----- Reading passage

For Educators: Anti-Apartheid Movement

Activity 1: What is Apartheid?

Introduction

Documents Needed:

Materials Needed:

Large sheets of easel pad paper and markers
Computer with Internet access
Letter-sized paper and pencils for each student

Teacher Tip

Implementation

Share with the students the introductory essay about what apartheid is and the role that the Congressional Black Caucus played in changing this practice in South Africa. This can be an in-class reading or an assignment to be discussed in the next class session.

Discussion and Chart Making:
Encourage the students to make a large chart listing the key elements of the South African apartheid government and identify which portion of the population was most affected by it. Display the chart in the classroom for reference during other activities recommended in this lesson.

Extended Activity: South Africa Student Movement: The Soweto Massacre, 1976

To connect the students to stories or narratives of real people who experienced South Africa’s apartheid first-hand, this activity highlights South African youths’ efforts to end unfair educational practices in their schools. The South African Student Movement's march on Soweto was the beginning of the anti-apartheid movement.

Divide the students into small groups of 3-4 students. Distribute the paper and pencils to each student. Tell the students that they will be doing online research about the South African students’ participation in the Anti-Apartheid Movement for education freedom and civil rights.

Begin the activity by sharing with your students the following excerpt from the Guardian, a British newspaper about the children of Soweto’s protesting for their right to learn in their native language. Write the quote on a large sheet of easel paper and it place on the wall for the students to read.

----------
----- Raw records

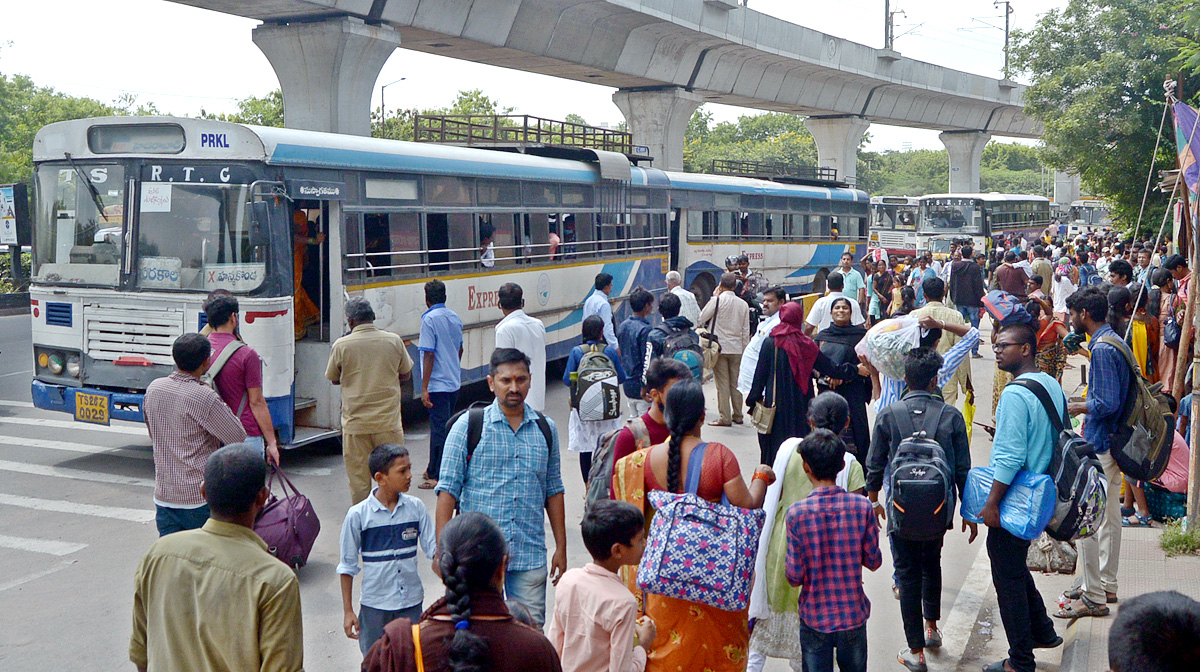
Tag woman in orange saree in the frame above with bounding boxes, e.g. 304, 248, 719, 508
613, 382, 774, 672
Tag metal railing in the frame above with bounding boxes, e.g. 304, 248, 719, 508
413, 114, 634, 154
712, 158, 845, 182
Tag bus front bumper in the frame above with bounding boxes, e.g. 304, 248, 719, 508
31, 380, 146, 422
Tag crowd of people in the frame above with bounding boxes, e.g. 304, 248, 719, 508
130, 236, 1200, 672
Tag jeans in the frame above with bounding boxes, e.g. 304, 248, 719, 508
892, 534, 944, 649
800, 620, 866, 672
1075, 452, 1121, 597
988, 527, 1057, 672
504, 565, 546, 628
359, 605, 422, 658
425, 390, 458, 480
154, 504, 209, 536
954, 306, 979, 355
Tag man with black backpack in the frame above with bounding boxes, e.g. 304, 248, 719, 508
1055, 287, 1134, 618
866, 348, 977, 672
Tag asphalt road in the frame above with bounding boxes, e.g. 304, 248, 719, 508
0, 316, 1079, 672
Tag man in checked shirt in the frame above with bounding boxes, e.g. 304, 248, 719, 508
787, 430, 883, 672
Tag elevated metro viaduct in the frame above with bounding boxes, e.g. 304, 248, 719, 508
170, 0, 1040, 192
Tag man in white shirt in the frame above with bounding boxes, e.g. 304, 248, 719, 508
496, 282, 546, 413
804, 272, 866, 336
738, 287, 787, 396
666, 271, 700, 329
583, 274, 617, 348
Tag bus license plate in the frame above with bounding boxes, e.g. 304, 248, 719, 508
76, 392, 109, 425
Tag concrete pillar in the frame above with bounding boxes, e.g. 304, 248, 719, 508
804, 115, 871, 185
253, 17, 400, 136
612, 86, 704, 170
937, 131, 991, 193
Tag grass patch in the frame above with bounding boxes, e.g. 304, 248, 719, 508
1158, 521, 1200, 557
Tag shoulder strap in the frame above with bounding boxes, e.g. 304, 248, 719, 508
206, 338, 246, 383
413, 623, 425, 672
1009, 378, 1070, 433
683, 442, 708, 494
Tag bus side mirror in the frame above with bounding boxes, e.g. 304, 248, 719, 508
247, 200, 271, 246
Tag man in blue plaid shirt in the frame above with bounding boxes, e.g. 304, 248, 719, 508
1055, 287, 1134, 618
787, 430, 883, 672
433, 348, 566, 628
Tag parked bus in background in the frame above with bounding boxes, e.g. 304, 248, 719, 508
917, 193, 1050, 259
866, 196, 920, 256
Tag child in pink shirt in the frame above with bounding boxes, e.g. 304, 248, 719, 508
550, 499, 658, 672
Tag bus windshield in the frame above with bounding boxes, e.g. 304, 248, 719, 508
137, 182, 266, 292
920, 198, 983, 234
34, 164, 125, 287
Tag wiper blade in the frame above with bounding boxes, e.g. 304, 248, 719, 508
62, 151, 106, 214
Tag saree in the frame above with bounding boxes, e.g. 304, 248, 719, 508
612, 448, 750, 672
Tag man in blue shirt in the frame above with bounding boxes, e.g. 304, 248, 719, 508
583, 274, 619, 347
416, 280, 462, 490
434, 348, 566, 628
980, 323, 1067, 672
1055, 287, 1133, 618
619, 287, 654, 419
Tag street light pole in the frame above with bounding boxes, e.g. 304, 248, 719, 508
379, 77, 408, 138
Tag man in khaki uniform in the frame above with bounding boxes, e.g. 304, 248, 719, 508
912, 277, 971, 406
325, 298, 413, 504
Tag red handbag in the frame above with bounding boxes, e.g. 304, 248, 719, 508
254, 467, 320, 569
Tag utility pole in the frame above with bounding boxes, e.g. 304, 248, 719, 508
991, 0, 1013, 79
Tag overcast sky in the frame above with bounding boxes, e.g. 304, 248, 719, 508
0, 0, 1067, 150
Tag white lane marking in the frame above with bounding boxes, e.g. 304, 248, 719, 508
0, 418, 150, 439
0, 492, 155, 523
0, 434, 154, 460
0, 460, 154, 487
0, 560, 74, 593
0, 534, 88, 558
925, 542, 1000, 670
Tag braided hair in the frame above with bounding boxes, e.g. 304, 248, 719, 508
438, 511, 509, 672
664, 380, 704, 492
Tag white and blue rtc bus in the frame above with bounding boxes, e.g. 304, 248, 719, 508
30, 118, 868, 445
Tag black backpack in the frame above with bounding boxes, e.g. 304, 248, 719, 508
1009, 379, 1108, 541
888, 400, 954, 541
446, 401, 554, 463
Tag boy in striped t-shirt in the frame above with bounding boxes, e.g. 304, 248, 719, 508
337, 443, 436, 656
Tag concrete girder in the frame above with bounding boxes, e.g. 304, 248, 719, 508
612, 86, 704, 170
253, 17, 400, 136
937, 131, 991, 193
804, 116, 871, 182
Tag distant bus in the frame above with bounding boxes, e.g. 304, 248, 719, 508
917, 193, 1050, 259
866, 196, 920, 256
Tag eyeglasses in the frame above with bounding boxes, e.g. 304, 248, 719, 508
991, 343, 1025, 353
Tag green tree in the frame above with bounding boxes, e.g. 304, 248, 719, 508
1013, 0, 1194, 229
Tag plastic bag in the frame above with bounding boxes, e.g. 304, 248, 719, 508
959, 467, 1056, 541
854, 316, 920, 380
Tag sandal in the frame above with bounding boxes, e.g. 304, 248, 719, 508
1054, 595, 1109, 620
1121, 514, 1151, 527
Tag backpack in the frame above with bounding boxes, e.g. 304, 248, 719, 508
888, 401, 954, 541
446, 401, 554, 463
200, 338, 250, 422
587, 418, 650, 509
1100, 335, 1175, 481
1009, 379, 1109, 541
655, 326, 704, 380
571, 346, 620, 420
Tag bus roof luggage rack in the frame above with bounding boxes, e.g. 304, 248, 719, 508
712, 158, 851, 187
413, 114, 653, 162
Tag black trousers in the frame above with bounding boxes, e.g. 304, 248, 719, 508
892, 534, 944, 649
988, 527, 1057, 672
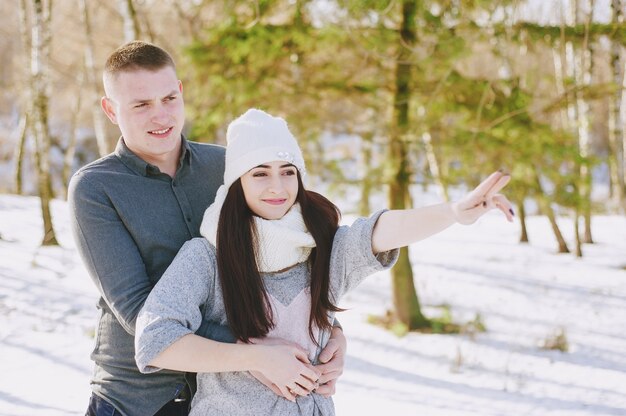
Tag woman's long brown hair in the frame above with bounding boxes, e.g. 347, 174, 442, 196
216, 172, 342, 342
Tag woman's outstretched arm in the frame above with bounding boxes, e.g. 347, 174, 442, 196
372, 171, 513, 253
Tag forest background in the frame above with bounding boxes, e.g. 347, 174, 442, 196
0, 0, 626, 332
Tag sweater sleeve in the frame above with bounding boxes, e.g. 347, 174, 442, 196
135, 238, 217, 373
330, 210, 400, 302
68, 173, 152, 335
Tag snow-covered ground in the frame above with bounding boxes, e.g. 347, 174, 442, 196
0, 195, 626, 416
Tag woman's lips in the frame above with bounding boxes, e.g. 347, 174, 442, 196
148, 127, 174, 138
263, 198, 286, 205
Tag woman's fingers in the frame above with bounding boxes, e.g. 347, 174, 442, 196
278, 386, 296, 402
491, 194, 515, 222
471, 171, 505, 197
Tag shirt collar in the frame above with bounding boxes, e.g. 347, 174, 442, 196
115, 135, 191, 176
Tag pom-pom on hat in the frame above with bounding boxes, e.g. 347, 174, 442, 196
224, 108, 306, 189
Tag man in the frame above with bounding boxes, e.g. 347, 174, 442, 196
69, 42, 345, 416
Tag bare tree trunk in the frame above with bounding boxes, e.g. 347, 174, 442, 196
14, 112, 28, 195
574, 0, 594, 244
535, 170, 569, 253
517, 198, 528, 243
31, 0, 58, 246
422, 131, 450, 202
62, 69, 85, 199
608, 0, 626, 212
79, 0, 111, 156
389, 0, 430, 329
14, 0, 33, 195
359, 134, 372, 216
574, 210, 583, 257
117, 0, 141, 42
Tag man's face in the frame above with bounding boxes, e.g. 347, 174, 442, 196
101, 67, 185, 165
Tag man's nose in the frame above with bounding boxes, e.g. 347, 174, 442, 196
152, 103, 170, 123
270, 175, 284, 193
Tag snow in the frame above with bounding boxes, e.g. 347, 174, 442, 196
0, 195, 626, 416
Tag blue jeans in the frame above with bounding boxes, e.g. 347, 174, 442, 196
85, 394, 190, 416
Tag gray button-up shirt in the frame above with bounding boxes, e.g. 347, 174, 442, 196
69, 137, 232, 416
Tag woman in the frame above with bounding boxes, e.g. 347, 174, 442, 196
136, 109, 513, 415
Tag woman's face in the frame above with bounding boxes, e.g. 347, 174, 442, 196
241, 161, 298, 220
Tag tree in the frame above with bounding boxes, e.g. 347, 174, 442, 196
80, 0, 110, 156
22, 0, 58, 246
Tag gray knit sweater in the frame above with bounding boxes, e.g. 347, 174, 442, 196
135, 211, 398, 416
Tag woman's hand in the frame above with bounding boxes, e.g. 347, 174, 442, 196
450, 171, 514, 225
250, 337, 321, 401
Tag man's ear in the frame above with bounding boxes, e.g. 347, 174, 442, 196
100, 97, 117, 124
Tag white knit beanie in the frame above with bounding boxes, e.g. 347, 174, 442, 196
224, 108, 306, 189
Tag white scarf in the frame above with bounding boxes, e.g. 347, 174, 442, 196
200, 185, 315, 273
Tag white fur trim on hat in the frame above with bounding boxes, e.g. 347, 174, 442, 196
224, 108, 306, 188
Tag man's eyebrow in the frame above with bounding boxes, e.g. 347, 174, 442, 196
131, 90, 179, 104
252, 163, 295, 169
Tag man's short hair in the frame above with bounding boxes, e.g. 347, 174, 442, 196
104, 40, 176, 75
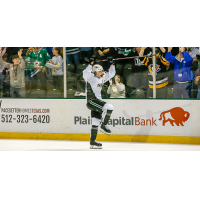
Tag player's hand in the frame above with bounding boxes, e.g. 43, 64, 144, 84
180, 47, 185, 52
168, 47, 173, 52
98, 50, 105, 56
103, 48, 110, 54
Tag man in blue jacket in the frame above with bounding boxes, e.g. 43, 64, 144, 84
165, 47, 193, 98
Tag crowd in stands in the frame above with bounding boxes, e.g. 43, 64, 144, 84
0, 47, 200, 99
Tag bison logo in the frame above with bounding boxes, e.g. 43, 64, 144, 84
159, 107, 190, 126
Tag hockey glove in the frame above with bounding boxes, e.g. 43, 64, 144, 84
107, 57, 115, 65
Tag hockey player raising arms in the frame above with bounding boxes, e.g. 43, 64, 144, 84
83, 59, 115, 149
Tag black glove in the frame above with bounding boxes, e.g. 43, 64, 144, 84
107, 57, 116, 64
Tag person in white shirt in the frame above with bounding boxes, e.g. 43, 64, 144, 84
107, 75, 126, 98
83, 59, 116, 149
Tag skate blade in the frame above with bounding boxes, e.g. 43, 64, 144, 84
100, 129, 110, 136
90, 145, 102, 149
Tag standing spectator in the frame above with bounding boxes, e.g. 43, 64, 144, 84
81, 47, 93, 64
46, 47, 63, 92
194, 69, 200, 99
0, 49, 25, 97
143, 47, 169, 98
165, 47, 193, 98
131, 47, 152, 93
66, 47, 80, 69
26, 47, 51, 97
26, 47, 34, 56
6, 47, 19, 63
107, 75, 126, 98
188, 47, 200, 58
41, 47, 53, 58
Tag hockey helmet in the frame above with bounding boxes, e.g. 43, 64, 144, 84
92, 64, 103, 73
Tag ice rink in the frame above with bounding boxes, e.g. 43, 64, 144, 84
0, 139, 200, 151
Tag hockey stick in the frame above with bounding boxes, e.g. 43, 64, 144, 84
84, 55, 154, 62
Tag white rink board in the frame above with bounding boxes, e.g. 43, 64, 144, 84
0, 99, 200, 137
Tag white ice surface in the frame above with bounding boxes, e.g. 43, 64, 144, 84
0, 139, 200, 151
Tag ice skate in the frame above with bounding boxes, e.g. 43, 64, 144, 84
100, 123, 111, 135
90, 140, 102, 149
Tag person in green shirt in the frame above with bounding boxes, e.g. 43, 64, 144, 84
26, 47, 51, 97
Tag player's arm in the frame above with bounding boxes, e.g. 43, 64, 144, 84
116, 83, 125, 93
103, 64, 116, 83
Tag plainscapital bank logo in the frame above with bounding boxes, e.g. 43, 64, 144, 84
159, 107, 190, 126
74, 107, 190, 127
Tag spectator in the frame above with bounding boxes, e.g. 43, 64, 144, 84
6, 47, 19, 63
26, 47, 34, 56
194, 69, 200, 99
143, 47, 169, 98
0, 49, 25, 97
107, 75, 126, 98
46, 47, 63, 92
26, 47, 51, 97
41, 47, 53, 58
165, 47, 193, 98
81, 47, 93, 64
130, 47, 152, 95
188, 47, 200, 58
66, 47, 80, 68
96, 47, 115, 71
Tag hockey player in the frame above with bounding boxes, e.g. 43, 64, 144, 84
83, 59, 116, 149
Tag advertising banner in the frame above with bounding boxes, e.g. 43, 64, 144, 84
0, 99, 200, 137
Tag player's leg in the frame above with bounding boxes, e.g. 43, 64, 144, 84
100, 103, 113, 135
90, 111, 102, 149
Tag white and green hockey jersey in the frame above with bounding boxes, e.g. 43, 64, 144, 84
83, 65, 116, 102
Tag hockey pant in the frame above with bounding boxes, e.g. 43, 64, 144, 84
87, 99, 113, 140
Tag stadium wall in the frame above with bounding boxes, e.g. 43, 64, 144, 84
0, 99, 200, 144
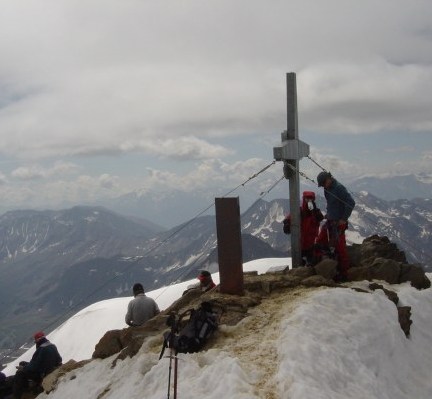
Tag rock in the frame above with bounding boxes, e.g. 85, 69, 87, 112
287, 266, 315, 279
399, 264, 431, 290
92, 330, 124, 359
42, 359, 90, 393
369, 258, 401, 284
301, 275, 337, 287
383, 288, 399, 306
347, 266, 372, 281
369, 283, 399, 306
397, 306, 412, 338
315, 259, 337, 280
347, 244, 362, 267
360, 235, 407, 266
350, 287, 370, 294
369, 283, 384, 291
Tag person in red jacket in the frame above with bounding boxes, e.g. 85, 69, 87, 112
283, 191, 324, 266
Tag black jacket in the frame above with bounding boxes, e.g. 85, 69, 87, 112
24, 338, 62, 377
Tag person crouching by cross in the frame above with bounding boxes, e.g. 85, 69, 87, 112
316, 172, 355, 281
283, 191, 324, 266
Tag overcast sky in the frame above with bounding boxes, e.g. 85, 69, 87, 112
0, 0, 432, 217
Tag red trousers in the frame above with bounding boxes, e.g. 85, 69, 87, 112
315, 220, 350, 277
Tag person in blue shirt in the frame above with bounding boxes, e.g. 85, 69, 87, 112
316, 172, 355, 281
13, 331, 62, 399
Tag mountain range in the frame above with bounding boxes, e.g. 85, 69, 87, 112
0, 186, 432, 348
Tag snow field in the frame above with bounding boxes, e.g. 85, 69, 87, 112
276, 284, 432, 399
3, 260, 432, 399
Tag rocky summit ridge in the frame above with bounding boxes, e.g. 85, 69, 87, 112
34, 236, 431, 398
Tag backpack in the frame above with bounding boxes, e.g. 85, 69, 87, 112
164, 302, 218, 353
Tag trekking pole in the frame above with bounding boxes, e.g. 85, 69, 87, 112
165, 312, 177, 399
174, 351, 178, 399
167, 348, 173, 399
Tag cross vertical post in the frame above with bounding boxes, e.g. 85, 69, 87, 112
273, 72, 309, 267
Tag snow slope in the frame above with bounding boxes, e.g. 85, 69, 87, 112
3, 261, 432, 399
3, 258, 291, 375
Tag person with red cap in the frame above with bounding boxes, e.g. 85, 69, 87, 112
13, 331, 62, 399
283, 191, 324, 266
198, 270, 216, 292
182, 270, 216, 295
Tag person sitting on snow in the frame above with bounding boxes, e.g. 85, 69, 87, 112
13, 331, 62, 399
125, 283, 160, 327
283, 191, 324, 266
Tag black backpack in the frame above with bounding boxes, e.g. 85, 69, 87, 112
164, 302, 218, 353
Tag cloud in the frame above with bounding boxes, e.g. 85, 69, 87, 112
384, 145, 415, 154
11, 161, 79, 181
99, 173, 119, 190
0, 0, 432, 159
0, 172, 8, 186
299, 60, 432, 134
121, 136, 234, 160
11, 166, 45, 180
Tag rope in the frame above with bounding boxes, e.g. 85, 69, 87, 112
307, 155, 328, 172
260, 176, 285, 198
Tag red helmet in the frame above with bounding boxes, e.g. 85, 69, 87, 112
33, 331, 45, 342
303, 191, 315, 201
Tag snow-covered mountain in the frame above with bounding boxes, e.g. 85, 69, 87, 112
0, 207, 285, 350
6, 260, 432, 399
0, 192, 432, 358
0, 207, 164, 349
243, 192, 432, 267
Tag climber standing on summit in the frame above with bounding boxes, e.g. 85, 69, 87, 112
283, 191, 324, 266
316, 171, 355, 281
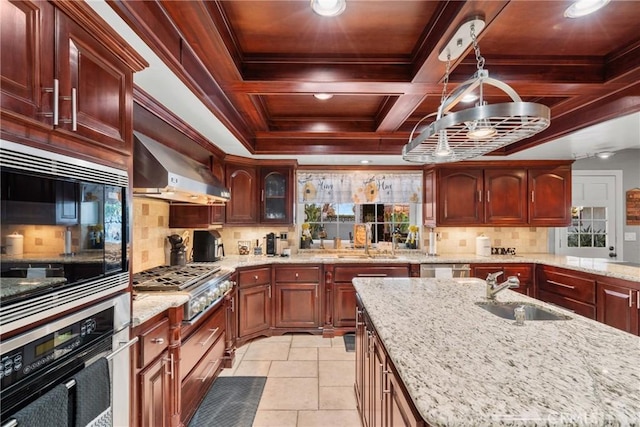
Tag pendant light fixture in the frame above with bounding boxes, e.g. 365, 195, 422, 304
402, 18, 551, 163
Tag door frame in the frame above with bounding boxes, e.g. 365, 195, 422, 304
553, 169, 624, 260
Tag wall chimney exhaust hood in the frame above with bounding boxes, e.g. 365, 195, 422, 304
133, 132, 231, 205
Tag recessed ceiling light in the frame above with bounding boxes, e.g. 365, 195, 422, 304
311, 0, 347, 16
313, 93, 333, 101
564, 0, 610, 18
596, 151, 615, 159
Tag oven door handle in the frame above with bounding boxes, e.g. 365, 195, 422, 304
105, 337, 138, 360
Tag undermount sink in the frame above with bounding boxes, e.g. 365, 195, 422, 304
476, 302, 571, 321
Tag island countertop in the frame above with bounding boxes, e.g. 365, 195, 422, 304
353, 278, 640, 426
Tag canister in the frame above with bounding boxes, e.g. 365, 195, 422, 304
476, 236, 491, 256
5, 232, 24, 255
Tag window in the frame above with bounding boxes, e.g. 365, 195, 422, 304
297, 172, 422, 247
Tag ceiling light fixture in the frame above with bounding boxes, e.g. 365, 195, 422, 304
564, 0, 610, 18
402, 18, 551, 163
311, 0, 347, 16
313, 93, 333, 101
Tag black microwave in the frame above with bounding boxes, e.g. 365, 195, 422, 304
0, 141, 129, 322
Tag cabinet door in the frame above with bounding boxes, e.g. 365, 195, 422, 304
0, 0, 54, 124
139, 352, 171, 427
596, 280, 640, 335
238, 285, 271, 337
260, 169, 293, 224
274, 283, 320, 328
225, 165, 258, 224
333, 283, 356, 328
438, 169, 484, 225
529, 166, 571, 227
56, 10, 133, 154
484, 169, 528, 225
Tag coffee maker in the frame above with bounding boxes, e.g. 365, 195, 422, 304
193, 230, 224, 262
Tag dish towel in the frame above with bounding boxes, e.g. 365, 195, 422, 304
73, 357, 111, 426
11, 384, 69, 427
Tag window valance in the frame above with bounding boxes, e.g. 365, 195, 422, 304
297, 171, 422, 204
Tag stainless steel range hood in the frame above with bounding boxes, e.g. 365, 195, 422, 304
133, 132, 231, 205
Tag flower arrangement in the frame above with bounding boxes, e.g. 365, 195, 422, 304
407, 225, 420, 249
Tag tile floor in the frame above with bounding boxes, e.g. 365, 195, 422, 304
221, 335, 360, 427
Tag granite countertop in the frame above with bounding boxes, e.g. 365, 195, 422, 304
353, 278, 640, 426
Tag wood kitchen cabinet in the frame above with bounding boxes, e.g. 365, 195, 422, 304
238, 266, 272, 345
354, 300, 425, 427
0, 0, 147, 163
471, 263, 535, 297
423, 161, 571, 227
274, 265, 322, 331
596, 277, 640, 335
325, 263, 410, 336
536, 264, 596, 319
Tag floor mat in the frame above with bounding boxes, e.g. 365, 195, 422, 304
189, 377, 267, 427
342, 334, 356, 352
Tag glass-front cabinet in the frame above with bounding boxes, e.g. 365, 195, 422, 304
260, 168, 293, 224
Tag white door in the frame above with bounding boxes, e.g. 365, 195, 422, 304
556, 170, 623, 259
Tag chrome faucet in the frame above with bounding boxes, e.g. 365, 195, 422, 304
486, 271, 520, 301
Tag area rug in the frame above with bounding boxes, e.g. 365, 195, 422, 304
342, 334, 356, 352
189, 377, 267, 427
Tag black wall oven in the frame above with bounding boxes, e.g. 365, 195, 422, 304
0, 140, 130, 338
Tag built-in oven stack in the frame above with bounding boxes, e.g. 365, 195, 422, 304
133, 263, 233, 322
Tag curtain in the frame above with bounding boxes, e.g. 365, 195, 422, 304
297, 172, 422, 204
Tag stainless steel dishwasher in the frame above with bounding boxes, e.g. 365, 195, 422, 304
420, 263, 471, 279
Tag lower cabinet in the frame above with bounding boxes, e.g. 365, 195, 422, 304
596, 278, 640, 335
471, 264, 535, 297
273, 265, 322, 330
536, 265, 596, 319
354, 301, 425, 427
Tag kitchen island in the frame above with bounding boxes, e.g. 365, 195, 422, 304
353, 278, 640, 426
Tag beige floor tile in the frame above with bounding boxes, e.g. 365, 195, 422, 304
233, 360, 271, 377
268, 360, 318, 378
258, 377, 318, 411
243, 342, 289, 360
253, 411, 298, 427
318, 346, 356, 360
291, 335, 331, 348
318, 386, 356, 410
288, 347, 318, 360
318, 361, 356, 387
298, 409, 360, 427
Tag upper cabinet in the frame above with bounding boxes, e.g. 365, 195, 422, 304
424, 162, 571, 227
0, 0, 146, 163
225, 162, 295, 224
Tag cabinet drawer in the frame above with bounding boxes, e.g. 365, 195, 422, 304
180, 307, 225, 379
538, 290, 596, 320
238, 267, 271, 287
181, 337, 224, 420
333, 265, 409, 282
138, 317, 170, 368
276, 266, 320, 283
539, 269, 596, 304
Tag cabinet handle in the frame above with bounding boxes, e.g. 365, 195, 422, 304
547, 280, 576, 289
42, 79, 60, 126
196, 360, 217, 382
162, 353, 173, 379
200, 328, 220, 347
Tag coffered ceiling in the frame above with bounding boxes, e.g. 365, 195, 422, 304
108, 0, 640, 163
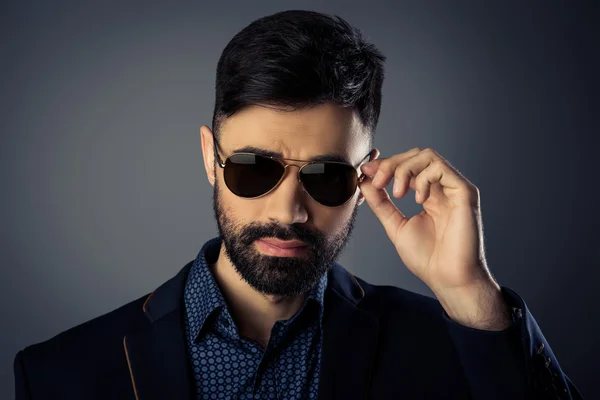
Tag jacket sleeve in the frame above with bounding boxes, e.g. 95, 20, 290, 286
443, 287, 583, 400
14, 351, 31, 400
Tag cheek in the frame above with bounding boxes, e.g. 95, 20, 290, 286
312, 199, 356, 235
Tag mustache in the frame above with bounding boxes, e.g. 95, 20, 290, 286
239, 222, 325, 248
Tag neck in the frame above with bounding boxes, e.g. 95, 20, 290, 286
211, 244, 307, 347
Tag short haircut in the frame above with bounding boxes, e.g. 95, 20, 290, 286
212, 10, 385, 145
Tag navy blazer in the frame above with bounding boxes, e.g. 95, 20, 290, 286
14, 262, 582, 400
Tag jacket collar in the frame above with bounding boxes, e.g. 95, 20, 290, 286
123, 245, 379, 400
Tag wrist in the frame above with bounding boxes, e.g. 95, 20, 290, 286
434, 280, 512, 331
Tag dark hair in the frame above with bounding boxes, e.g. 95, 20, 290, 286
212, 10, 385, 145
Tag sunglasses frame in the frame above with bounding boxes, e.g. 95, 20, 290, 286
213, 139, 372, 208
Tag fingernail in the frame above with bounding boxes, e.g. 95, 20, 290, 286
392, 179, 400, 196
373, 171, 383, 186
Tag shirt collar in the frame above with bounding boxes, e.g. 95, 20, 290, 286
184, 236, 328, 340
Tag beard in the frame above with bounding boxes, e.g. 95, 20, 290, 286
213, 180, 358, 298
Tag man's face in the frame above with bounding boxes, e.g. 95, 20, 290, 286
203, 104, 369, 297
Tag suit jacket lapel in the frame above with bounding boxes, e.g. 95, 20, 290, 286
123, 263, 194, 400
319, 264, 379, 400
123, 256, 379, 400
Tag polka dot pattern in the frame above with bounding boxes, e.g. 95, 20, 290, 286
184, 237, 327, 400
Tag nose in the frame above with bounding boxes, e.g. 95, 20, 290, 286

----------

Work to do ▸
• 1. Render this sentence from the apartheid lesson plan in Spanish: "Display the chart in the classroom for reference during other activities recommended in this lesson."
• 2. Carry on the lesson plan on apartheid, starting right after its last sentence.
The lines are material of their own, separate from the lesson plan on apartheid.

Results for each task ▸
• 1. Exhiba la tabla en el aula como referencia durante otras actividades recomendadas en esta lección.

• 2.
"On the morning of June 16, 1976, a crowd of 10,000 black students gathered in the South African township of Soweto. They were demonstrating against a decree from the apartheid government that all pupils must learn Afrikaans in school. The protest was peaceful, but police opened fire, and at least 566 people were killed in the events that followed. The massacre brought the brutality of the racist regime to the attention of the world - and, some say, marked the beginning of the end for apartheid."

After reading the quote with your students, tell them they are going to review a web source that will provide them additional information about the student march in Soweto. Direct them to view the South African History Online page on the Soweto Uprising, June 16, 1976, for detailed, day-by-day information about what happened during the uprising. With their team members they will review the web site listed below and gather additional facts about the massacre. Have each team prepare a one page report about the incident by responding to the following questions:

Guiding questions for the students' research:

Why did the children organize the protest?
What happened to the children during the protest?
Did the children’s demonstration ultimately achieve their goal?
How did other countries react to this incident?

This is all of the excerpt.